Exercise details: The required output is the exact sequence of lines from the line holding "Might I ask you to indicate the teal" to the end of the records, inclusive.

Records for the task:
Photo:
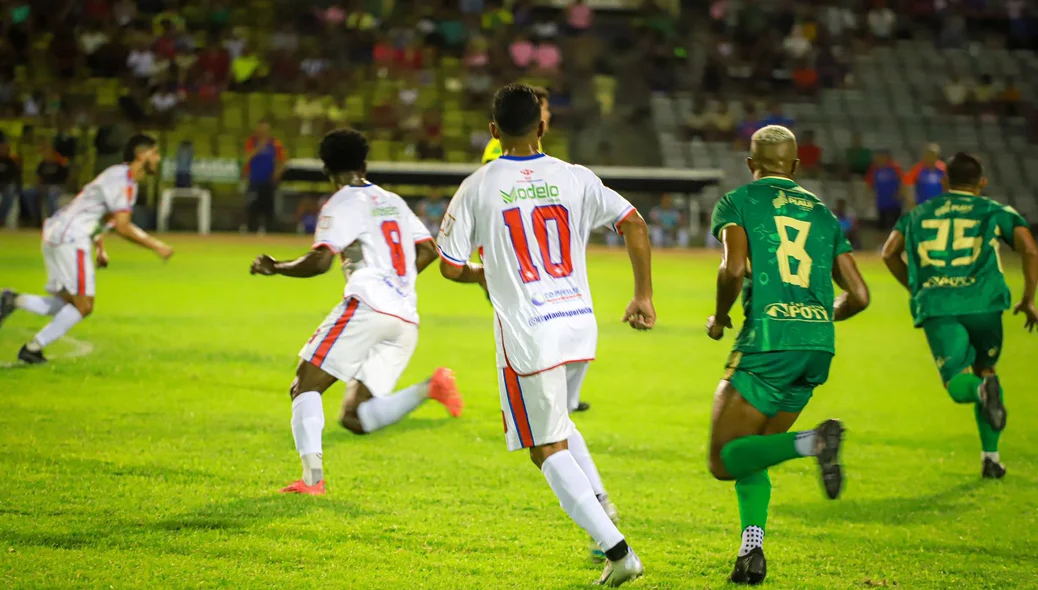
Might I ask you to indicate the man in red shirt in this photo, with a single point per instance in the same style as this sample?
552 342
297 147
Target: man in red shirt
810 155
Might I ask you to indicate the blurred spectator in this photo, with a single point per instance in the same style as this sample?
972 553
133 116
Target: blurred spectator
848 222
52 173
857 158
431 211
265 157
247 71
720 126
521 52
1010 98
956 94
926 179
882 22
884 180
579 17
667 225
810 155
10 179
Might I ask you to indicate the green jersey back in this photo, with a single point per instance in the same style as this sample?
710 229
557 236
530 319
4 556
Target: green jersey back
954 266
794 240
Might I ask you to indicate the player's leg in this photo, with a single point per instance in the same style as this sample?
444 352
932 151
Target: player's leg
73 267
537 419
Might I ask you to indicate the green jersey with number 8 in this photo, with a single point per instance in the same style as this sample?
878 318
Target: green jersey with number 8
954 266
794 240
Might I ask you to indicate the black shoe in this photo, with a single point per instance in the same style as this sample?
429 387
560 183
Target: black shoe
750 568
993 470
990 402
6 303
30 357
829 437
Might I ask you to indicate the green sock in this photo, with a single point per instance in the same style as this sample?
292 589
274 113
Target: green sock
962 387
745 456
988 436
755 494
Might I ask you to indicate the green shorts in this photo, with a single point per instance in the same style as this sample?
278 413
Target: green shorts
960 343
777 381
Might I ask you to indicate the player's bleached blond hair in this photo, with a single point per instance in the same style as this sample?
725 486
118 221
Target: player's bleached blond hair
772 135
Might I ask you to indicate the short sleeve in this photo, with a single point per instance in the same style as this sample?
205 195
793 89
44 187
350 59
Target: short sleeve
726 213
1008 220
338 226
603 207
457 237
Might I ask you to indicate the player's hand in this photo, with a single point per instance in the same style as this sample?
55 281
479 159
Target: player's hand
164 250
1030 315
640 314
715 326
263 265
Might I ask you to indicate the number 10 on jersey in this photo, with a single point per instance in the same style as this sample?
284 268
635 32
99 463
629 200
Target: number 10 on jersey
561 266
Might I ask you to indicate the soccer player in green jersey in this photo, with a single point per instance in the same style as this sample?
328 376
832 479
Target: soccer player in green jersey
784 248
958 292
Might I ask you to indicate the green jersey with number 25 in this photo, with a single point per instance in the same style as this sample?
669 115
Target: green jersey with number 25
794 239
954 266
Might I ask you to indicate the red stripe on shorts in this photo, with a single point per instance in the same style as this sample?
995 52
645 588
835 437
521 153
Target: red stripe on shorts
334 332
518 407
81 272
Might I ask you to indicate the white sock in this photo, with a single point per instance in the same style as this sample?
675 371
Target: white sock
582 456
39 304
62 322
307 422
806 444
379 412
577 499
753 537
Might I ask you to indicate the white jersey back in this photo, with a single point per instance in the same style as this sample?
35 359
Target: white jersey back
533 216
112 191
387 231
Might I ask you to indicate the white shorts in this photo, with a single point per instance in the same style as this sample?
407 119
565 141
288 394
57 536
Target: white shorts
536 408
355 342
70 267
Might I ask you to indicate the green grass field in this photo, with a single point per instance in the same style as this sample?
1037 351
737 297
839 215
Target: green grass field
154 461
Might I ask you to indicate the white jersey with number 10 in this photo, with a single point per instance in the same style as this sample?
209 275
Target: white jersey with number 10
533 216
387 231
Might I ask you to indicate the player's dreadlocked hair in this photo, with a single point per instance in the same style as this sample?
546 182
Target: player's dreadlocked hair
964 169
517 109
344 151
137 142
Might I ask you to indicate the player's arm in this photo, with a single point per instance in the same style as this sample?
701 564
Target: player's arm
893 250
126 228
316 262
1025 245
730 274
640 314
855 296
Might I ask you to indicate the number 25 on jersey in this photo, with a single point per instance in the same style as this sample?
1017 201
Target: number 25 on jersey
557 264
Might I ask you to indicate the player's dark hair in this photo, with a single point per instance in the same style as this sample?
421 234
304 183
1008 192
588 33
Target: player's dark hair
964 169
344 151
136 143
517 110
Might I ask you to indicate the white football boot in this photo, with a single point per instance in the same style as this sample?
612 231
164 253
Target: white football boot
617 572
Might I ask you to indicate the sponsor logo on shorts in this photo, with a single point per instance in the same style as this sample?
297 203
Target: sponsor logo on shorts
556 315
797 313
555 296
949 282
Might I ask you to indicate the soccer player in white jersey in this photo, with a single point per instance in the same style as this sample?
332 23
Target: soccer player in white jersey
531 215
369 337
69 240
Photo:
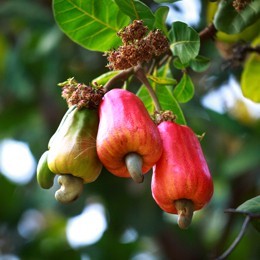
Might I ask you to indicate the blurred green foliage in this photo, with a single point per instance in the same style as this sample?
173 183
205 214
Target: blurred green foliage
34 57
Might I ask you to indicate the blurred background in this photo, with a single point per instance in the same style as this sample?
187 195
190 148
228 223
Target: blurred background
115 218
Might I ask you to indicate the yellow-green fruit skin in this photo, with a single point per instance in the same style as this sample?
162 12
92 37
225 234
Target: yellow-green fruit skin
45 176
72 150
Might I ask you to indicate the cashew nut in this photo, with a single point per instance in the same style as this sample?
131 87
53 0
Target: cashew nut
134 164
185 210
70 190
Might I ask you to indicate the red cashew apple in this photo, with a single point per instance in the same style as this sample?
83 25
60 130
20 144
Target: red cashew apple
181 181
128 141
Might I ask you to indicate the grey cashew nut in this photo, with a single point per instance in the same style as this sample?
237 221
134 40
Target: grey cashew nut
70 190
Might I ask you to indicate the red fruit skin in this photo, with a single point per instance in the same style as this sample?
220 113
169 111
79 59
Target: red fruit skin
182 171
125 126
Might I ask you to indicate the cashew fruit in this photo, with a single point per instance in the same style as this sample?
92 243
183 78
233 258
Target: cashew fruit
128 141
72 149
181 181
45 176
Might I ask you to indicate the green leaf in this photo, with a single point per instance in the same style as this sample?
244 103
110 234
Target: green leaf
92 24
162 80
166 99
168 102
228 20
184 91
184 42
137 10
246 159
178 65
200 63
250 77
104 78
166 1
252 206
160 19
164 94
143 94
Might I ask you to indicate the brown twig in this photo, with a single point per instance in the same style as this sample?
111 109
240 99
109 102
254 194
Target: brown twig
139 73
121 77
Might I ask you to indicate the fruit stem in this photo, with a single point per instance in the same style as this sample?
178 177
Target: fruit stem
119 78
134 164
185 210
70 190
139 72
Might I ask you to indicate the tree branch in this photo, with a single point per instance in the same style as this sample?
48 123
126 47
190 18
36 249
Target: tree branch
139 73
119 78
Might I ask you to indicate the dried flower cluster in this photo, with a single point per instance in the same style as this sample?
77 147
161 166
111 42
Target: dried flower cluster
240 5
138 46
81 95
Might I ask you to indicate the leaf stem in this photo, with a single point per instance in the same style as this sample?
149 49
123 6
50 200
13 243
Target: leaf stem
236 241
140 74
120 77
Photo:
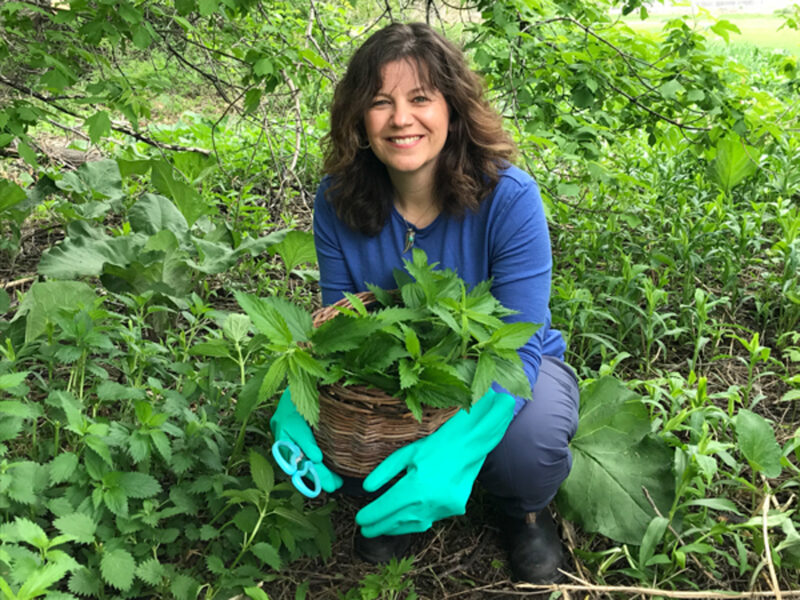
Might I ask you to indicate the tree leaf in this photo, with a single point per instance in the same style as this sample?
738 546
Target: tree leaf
99 125
614 458
756 440
733 163
117 568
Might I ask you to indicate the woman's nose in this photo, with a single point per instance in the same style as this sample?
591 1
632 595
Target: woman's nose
401 115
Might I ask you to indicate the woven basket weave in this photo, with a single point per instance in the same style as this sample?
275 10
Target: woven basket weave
359 426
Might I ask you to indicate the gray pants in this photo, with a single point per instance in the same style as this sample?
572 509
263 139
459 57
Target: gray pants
526 468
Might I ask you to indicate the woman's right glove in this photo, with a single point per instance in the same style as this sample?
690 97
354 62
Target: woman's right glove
287 424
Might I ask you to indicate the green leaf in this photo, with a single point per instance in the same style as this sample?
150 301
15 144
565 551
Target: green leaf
153 213
29 532
62 467
484 376
139 485
756 440
79 526
512 336
99 125
734 163
10 195
46 298
84 583
262 473
266 317
151 571
652 538
256 593
184 587
12 380
236 327
671 88
614 458
116 501
117 568
191 205
268 555
295 249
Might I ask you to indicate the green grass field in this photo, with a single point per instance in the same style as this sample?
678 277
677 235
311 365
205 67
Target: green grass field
757 30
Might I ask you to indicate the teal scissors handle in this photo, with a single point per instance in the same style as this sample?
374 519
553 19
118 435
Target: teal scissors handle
298 467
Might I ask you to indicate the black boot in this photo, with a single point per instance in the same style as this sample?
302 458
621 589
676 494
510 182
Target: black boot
381 549
535 550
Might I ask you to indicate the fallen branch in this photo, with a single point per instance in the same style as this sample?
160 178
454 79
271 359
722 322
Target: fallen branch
19 282
632 590
115 126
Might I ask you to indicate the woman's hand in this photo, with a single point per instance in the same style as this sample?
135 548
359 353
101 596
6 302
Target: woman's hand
287 424
440 470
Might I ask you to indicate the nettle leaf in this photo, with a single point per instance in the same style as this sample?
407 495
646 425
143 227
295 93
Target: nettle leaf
267 318
78 526
262 473
756 440
268 555
614 458
29 532
139 485
84 583
151 571
512 336
117 568
62 467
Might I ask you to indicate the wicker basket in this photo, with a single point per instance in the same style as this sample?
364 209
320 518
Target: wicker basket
359 426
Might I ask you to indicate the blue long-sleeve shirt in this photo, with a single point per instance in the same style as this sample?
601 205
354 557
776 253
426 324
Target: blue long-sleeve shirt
506 239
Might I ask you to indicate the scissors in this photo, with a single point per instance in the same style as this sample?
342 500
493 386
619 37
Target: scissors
295 464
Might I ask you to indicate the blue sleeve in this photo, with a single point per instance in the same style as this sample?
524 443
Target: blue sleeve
521 268
335 276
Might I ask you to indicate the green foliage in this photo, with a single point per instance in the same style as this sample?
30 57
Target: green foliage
430 342
615 460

Written response:
Might I ask you to indicate the teal scissors handle in this photo, with a single point per instance in the same style as this sample?
374 519
553 19
118 435
Target: teal scissors handle
298 467
Might I ask you to indicate the black boot in this photo, with a single point per instance in the same style as this sample?
302 458
621 589
676 494
510 182
Target: black boot
381 549
535 550
Might I ask you to indicate the fallen branch in this photo, with a single point per instance in the same style as this sample?
160 178
454 79
271 359
722 322
Target: fallen branch
19 282
632 590
115 126
Might I ask you to indicate the woman's hand in this photo, with a single point per instance in the same style as this sample?
135 548
359 353
101 596
6 302
Target: woman's hand
287 424
440 470
Might I ask you to indicate the nettle leaf in this photo, with a single point per instance in the same style as this sample?
407 495
646 425
143 227
295 93
Target: nettle leaf
267 318
78 526
262 473
756 440
268 555
614 458
29 532
139 485
84 583
151 571
512 336
117 568
62 467
Might I ask you to indicate the wicker basket in this photo, with a single point per instance in the same style as this sample?
364 209
320 518
Target: wicker basket
359 426
Might I ask you to indicate the blue long-sleeve shirt in this photo, with a single point per instance in the same style as this sample?
601 205
354 557
776 253
426 324
Target: blue long-sleeve shirt
506 239
Might I ask you to indicate the scissors in this photo, with a single point per instance in the same style as this sample?
342 500
493 386
619 37
Target: scissors
295 464
Might I ask you to indicate the blue sleeve in this photo, with a single point per instance in the same style as this sample?
524 443
Target: blue sleeve
521 268
335 276
Might I ask you to indicate the green foliage in this photo, with a single point per instance in the same style as this sample?
30 57
Target: green foliage
430 342
615 460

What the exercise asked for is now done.